EXCERPT -
- Highway 18A (in thick blue) as it appeared in the 1938–39 Ontario Road Map

Route information
- Auxiliary route of Highway 18
- Maintained by Ministry of Transportation of Ontario
- Length: 31.1 km (19.3 mi)
- Existed: April 13, 1938–July 1, 1978

Major junctions
- West end: Highway 18 in Malden Center
- East end: Highway 18 in Kingsville

Location
- Country: Canada
- Province: Ontario
- Counties: Essex
- Towns: Malden Center, Colchester, Kingsville

Highway system
- Ontario provincial highways; Current; Former; 400-series;
| ← Highway 18 |  | → Highway 19 |

= Ontario Highway 18A =

Former Ontario provincial highway

King's Highway 18A, commonly referred to as Highway 18A, was a provincially maintained highway in the Canadian province of Ontario. The 31.1 km route began and ended at Highway 18, travelling along the Lake Erie shoreline and through Colchester. It was the southernmost highway to ever exist in Canada, as the only one to travel south of the 42nd parallel. Highway 18A was assumed as a provincial highway in 1938. It was transferred to Essex County in 1978, and has since been known as Essex County Road 50.

WHAT YOU WILL DO -
1: Do these statements agree with the Highway 18A article? Answer yes or no for each, quoting the words that decide it.
(a) While it was a provincial highway, the route was maintained by Essex County.
(b) Highway 18A ran south of the 42nd parallel.
(c) The highway's east end was in Malden Center.
2: Using the Highway 18A article, answer each question briefly.
(a) How long was the route in miles?
(b) What has the road been called since 1978?
(c) Which map shows the highway in thick blue?

RECORDED DATA -
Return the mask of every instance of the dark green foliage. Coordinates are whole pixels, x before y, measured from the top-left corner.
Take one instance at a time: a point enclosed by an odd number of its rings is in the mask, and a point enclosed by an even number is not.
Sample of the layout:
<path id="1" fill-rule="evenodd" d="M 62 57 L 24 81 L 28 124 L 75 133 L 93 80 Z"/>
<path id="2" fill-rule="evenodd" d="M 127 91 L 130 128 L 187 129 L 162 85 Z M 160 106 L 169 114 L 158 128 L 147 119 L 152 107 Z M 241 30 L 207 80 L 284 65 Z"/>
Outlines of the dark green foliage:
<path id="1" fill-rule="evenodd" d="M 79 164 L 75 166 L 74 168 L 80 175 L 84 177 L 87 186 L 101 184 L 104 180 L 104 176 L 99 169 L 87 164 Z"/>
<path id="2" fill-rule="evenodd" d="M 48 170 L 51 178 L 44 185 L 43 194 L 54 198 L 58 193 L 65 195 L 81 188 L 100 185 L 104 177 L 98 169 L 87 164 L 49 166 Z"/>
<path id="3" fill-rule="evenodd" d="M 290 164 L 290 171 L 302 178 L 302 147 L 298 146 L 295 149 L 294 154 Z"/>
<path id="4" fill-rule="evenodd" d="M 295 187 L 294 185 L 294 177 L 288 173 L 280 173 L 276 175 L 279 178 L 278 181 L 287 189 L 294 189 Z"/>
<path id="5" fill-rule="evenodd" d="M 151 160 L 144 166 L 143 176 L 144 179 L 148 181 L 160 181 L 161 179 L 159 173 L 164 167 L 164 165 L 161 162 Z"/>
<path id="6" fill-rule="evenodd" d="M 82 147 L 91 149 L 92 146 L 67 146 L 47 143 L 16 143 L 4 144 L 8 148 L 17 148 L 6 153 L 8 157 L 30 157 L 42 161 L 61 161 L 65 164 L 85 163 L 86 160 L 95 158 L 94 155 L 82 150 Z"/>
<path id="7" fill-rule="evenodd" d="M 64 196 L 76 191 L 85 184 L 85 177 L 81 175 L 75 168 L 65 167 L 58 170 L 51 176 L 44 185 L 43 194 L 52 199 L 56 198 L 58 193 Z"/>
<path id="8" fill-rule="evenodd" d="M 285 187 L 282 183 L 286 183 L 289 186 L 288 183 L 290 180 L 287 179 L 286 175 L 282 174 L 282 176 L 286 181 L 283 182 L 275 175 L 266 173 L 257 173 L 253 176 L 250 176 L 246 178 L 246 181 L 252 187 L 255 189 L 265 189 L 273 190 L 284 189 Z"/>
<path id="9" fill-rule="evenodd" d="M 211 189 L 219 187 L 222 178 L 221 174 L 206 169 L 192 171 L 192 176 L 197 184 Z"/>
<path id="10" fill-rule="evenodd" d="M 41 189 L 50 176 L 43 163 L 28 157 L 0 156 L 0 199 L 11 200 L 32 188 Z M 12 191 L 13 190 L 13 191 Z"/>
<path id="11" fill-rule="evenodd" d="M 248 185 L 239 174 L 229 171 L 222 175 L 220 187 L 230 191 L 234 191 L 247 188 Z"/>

RESPONSES FOR EACH TASK -
1:
(a) No: "Maintained by Ministry of Transportation of Ontario"
(b) Yes: "the only one to travel south of the 42nd parallel"
(c) No: "East end: Highway 18 in Kingsville"

2:
(a) 19.3 mi
(b) Essex County Road 50
(c) The 1938–39 Ontario Road Map